INPUT DATA
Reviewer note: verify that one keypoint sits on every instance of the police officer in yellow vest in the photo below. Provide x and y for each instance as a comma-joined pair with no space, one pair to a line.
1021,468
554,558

--

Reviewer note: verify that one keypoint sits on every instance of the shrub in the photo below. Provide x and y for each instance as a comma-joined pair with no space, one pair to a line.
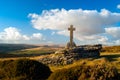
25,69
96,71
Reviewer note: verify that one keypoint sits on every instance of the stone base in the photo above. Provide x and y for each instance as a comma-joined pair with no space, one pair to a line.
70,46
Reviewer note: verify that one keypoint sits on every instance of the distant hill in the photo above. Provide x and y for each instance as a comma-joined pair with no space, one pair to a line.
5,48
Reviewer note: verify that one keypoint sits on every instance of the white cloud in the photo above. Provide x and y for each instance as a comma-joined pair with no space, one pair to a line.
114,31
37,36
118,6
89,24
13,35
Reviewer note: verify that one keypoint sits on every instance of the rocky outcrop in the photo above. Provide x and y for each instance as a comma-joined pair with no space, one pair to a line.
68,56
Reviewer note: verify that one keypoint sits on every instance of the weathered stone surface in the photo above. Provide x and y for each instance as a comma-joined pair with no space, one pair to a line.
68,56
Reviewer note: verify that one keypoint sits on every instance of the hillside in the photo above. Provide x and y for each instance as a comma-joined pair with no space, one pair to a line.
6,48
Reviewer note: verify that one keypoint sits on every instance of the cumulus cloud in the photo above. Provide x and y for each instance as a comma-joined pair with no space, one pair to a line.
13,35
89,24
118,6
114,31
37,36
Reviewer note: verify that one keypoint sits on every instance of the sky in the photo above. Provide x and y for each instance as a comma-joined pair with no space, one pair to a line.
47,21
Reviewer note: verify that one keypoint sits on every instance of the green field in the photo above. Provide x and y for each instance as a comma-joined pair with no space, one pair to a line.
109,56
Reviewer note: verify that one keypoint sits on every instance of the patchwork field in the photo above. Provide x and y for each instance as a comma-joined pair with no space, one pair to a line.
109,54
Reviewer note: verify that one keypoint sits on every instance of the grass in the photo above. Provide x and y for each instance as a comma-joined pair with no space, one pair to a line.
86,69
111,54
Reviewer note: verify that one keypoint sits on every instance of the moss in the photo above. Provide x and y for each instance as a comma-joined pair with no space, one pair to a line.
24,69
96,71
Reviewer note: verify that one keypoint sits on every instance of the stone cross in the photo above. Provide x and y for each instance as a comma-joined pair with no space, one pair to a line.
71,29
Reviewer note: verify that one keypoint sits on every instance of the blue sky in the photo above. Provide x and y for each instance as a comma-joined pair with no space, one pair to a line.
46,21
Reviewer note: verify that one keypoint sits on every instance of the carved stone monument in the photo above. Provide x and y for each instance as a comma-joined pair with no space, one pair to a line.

---

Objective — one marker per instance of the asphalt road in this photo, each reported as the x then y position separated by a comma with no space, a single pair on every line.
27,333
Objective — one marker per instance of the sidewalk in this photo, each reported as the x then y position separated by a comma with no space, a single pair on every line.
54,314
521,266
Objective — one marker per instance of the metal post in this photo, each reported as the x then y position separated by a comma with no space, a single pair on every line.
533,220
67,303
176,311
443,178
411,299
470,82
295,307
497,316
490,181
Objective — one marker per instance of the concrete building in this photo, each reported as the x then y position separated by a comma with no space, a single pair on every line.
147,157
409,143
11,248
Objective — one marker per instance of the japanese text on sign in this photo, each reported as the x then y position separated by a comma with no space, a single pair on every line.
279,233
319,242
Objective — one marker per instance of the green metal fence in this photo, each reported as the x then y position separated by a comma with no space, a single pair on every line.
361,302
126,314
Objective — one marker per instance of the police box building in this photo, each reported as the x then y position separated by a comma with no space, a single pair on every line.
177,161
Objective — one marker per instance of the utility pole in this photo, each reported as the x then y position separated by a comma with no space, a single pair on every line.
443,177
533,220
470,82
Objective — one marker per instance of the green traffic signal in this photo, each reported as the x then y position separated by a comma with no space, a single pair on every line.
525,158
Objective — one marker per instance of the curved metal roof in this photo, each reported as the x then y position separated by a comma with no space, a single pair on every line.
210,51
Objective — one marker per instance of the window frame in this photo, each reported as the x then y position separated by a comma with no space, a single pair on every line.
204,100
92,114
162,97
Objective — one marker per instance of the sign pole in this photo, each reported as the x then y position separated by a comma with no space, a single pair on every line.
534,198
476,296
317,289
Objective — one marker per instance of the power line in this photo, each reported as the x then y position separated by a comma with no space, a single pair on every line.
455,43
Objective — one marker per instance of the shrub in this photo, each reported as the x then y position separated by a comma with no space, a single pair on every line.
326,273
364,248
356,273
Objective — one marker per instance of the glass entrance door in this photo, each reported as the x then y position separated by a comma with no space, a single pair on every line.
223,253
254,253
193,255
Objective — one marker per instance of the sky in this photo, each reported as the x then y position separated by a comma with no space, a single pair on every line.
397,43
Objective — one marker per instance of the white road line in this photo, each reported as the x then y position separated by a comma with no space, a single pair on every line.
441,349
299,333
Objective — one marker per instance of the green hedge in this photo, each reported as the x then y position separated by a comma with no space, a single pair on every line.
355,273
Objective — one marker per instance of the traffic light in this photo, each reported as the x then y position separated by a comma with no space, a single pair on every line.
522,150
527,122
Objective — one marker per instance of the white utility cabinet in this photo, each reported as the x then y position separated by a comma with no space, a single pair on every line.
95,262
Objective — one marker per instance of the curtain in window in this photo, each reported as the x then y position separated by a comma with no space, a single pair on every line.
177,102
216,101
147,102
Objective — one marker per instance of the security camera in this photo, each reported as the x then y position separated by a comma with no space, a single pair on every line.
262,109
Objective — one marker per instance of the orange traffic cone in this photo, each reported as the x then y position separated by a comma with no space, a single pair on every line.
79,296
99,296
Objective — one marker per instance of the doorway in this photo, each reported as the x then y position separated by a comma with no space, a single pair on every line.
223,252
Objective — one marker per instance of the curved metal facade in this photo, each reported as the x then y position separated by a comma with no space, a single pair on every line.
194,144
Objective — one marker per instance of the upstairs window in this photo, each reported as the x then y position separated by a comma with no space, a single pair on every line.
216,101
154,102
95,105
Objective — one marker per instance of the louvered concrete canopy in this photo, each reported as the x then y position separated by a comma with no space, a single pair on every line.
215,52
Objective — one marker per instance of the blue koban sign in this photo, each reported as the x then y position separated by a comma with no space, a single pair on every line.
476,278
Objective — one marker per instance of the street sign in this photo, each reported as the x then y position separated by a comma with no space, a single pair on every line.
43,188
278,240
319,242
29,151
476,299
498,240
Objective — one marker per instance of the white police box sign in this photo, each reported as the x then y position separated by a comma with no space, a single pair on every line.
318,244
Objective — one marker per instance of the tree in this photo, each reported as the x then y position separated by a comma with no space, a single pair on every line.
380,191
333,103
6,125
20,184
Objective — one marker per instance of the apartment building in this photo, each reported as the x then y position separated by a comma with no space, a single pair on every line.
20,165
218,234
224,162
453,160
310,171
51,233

WORK TO DO
Duplicate the lines of the listing starting at the line that contains "the blue sky" and ending at the line that contains "of the carved", both included.

COMPLETED TASK
Reviewer note: verify that one keypoint sits on every instance of the blue sky in the photo above. Provide x and y for each instance as a comma-joined pair with no space, one pair to a line.
46,21
Reviewer note: verify that one keypoint sits on every instance of the carved stone monument in the photo above. Provide x and y for each instance as a comma-joined pair with no space, one pair to a line.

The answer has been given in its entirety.